Reproduce verbatim the passage of the intarsia patterns thread from "Hi buckshot" up to and including "great that way..".

── SOURCE EXTRACT ──

# Looking for intarsia patterns



## buckshot (Sep 24, 2007)

I am looking for a place to purchase intarsia patterns, did a search on the net for them, found a couple places that look good but really don't have what I am looking for. Looking for western and wildlife patterns mainly, any suggestions?


----------



## Joe Lyddon (Sep 11, 2004)

I did a quick Google for "intarsia patterns"...

There were several... here's one...

http://www.intarsia.com/


----------



## bobj3 (Jan 17, 2006)

Hi buckshot

http://www.intarsia.com/


I have many of the patterns from intarsia.com and they are great, full size and made to last for more than one time..
But do take my masters out and get them copied on light paper and then stick them on the blank stock..works great that way..

I also stack the wood so I make more than one at a time with the diff. woods showing...

http://www.routerforums.com/attachments/introductions/3293-intarsia-832.jpg

http://www.routerforums.com/attachments/introductions/3294-intarsia-833.jpg

http://www.routerforums.com/attachments/introductions/3295-intarsia-834.jpg








buckshot said:


> I am looking for a place to purchase intarsia patterns, did a search on the net for them, found a couple places that look good but really don't have what I am looking for. Looking for western and wildlife patterns mainly, any suggestions?


----------



## buckshot (Sep 24, 2007)

Thanks for the responses!


----------



## bobj3 (Jan 17, 2006)

You'er Welcome buckshot

for my small part,,, Pls. post some snapshots of the ones you have made or after you make some. 

http://www.routerforums.com/show-n-tell/5791-scrap-stock.html


==========


buckshot said:


> Thanks for the responses!


----------



## Hockeystyx (Oct 5, 2008)

───
── RECORDS SHOWN ──

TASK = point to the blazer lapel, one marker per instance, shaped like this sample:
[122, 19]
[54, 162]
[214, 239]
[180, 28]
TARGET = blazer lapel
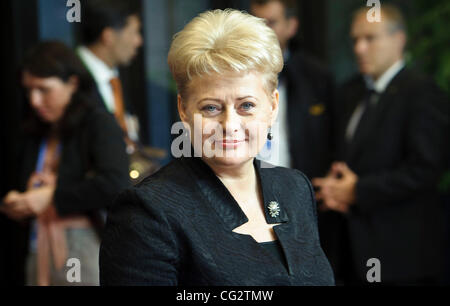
[216, 194]
[229, 211]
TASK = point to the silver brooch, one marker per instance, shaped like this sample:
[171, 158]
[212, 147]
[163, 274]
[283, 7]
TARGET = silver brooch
[274, 209]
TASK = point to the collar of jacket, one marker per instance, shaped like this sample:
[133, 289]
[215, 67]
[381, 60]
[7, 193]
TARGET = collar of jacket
[218, 196]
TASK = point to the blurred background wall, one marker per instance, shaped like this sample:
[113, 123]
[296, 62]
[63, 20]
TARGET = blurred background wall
[324, 26]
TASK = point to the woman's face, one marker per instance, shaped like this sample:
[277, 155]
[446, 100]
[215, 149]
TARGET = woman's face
[49, 96]
[229, 116]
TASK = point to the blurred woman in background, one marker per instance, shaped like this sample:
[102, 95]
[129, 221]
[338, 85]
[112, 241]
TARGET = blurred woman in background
[73, 164]
[222, 218]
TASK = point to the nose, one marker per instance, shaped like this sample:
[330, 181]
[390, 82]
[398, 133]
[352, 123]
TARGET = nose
[231, 121]
[35, 98]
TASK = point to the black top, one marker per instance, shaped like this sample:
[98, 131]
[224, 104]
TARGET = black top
[310, 92]
[176, 228]
[274, 248]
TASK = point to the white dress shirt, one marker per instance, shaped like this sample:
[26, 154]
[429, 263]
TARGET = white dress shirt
[379, 86]
[102, 75]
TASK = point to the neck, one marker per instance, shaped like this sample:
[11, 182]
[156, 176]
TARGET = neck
[378, 76]
[103, 54]
[237, 176]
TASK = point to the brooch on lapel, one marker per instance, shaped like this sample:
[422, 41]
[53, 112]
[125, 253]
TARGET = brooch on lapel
[274, 209]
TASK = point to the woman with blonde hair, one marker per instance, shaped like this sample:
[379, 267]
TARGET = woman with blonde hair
[218, 215]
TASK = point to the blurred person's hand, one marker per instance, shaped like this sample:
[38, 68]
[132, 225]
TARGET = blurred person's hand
[337, 189]
[33, 202]
[19, 206]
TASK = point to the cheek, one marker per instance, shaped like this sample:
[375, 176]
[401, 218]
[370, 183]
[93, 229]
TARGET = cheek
[59, 100]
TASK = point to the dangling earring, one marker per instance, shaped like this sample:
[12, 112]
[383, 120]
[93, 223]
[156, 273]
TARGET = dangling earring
[270, 135]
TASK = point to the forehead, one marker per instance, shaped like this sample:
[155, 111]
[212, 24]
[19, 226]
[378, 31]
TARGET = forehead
[224, 85]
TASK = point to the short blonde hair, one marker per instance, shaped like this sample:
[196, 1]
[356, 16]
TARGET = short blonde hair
[223, 41]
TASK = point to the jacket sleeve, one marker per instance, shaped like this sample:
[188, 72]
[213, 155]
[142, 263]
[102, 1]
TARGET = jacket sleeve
[109, 169]
[426, 145]
[138, 247]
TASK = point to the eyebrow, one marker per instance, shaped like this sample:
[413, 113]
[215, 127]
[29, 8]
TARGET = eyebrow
[222, 101]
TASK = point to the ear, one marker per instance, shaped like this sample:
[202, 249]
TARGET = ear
[275, 102]
[293, 25]
[181, 109]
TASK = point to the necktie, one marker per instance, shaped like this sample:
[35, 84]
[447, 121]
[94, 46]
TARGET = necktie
[119, 112]
[362, 116]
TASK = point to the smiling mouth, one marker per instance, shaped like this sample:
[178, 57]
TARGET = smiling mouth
[230, 143]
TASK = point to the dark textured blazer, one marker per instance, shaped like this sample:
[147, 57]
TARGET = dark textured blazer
[310, 91]
[398, 154]
[175, 228]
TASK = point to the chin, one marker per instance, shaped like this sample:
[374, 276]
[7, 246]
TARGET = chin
[229, 161]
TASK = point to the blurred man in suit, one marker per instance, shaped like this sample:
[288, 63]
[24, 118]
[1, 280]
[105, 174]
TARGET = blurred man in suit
[304, 123]
[392, 140]
[110, 32]
[304, 137]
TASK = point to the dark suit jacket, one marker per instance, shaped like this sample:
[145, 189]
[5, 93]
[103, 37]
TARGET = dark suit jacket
[175, 228]
[398, 154]
[310, 92]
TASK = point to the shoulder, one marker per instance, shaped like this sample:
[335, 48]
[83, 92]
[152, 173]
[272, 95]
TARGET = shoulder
[287, 179]
[163, 191]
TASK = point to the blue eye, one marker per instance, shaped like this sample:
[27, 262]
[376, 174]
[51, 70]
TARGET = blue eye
[247, 106]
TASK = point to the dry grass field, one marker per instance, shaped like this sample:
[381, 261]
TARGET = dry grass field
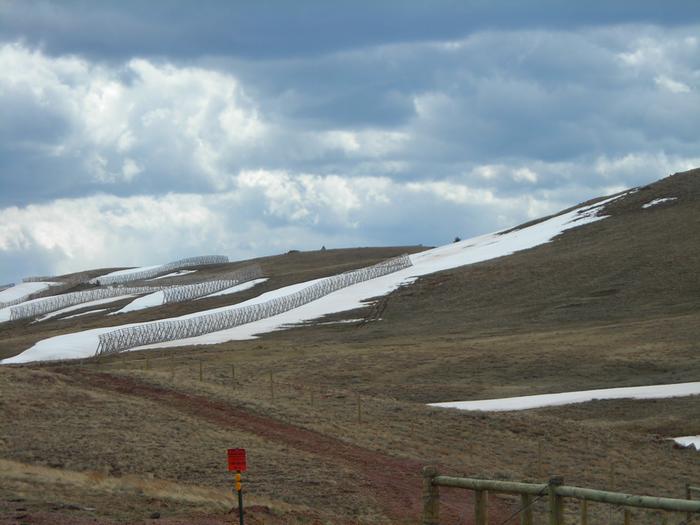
[333, 415]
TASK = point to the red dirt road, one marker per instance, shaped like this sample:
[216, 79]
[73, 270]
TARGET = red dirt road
[394, 482]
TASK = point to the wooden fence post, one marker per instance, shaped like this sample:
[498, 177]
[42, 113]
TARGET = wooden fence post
[431, 497]
[481, 507]
[556, 502]
[611, 488]
[526, 514]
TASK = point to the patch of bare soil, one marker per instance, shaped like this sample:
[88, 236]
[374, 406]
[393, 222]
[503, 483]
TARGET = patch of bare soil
[394, 481]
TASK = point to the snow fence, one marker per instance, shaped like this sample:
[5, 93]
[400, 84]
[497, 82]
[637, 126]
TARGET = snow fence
[178, 294]
[164, 268]
[37, 279]
[161, 331]
[57, 302]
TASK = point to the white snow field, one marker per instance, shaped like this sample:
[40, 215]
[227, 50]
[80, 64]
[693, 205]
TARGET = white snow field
[80, 306]
[6, 312]
[688, 441]
[84, 344]
[173, 274]
[147, 301]
[567, 398]
[656, 202]
[21, 290]
[86, 313]
[157, 298]
[235, 289]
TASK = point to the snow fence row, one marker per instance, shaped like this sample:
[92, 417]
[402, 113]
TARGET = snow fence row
[57, 302]
[19, 300]
[164, 268]
[178, 294]
[161, 331]
[37, 279]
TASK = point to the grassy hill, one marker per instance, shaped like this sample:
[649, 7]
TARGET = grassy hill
[333, 414]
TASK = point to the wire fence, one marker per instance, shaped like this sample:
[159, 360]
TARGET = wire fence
[37, 279]
[153, 272]
[18, 300]
[178, 294]
[57, 302]
[161, 331]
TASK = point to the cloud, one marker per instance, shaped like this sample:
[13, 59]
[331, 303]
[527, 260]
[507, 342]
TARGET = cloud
[397, 140]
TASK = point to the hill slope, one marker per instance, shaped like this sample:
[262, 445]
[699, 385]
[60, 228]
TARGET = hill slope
[614, 303]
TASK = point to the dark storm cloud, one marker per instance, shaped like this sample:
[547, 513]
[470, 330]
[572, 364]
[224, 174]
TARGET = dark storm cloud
[254, 128]
[283, 29]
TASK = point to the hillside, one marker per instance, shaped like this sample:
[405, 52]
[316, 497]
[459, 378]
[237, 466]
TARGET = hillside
[333, 413]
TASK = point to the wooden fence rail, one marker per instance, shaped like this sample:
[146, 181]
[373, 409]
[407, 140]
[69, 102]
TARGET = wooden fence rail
[555, 490]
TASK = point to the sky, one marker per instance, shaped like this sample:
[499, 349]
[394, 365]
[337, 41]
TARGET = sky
[136, 133]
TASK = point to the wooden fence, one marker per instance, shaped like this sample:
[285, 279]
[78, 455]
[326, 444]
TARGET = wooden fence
[555, 491]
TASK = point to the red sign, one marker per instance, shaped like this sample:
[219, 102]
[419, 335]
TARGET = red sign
[236, 459]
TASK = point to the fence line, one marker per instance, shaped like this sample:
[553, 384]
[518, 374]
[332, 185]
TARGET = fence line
[57, 302]
[177, 294]
[21, 299]
[555, 490]
[37, 279]
[147, 274]
[161, 331]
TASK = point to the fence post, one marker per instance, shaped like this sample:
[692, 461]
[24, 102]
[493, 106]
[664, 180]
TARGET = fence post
[526, 513]
[481, 507]
[431, 497]
[556, 502]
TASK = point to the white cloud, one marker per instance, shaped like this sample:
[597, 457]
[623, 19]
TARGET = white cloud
[673, 86]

───

◆ WRITTEN SOLUTION
Hi buckshot

http://www.intarsia.com/


I have many of the patterns from intarsia.com and they are great, full size and made to last for more than one time..
But do take my masters out and get them copied on light paper and then stick them on the blank stock..works great that way..